Самопознание Дзено
Шрифт:
Но ведь, кажется, к тому же миру принадлежит и Гуидо, а отношение Дзено к нему особенно неоднозначно. Зависть ли это к счастливому сопернику, которому дано то, в чем отказано Дзено? Так может показаться на первый взгляд, и самому Дзено представляется, что этим вызвано его желание сбросить Гуидо с парапета. Но вот выясняется, что Гуидо — всего лишь пародия на «спокойных и сильных», что он сочетает деловую никчемность Дзено с самонадеянным легкомыслием, неразумную любовь к риску — с трусостью. Рядом с ним Дзено может чувствовать свое превосходство, возомнить и показать себя почти таким, каким якобы хочет стать, — этим и объясняются упорство, с каким Дзено работает в конторе Гуидо, денежная помощь, предложенная разоряющемуся родственнику, и биржевая операция, с помощью которой он спасает честь умершего. Пусть разочарование в Гуидо лишь укрепило старую антипатию Дзено, пусть только обычным желанием казаться «хорошим» объясняется предложенная Дзено денежная помощь, но Дзено слишком выгодно контрастное соседство Гуидо, чтобы он желал ему смерти. К тому же и начальный повод его неприязни — «ревность» — принадлежит
Последний камуфляж Дзено — это попытка с помощью психоанализа излечиться от своей «никчемности», составляющей сущность всех трех героев Звево. В отличие от «Жизни», в «Самопознании Дзено» как будто бы не дается моральной оценки этого свойства, — во всяком случае, сам Дзено не слишком высоко оценивает его, не вступая в спор с окружающими. Больше того — равнодушие Дзено к жизни нередко оборачивается равнодушием к людям, отъединенность — эгоизмом. И все-таки Дзено симпатичнее автору, нежели Мальфенти или Гуидо. Почему — Звево четко объяснил спустя четыре года после выхода романа: «Зачем желать излечения от нашей болезни? Должны ли мы на самом деле отнимать у человечества лучшее, что у него есть? Я твердо верю, что мой истинный успех, давший мне мир, состоял в том, что я пришел к этому убеждению. Мы живой протест против смехотворной концепции сверхчеловека, какой она была нам навязана (и особенно нам, итальянцам)». Вспомним, что «смехотворная концепция сверхчеловека» в ее опошленном варианте, провозглашенном д'Аннунцио и иже с ним, была официально принята как доктрина итальянского фашизма. Моральная позиция «самоустранения из борьбы» в свете нового опыта — опыта войны, ненавистной Звево, и фашистского переворота, — вновь представляется ему более высокой и правой, даже если это самоустранение Дзено.

# Предоставленные данные
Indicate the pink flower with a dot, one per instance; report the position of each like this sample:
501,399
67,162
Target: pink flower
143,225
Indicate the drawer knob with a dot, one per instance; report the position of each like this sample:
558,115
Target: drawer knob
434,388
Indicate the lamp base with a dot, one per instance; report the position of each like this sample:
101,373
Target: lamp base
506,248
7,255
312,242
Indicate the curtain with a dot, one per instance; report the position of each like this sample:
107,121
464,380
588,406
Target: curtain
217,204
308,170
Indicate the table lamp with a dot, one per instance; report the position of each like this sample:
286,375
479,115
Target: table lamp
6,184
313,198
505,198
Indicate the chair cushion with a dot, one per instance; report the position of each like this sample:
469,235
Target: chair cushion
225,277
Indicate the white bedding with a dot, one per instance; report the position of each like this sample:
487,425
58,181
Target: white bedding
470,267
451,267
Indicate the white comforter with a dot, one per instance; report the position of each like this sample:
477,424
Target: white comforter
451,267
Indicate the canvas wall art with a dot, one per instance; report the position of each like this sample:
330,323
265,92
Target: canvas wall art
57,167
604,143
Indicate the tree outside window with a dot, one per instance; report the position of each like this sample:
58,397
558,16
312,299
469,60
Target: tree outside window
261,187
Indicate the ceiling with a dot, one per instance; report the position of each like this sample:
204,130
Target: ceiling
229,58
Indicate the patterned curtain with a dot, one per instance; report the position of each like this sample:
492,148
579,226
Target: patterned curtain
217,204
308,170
==
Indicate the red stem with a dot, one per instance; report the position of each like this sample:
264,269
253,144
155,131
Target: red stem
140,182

# Описание задачи
Укажите, какая концепция, согласно исходному документу, была официально принята как доктрина итальянского фашизма. Отвечайте, опираясь только на исходный документ.

# Поле ответа
Концепция сверхчеловека в опошленном варианте, провозглашенном д'Аннунцио и иже с ним.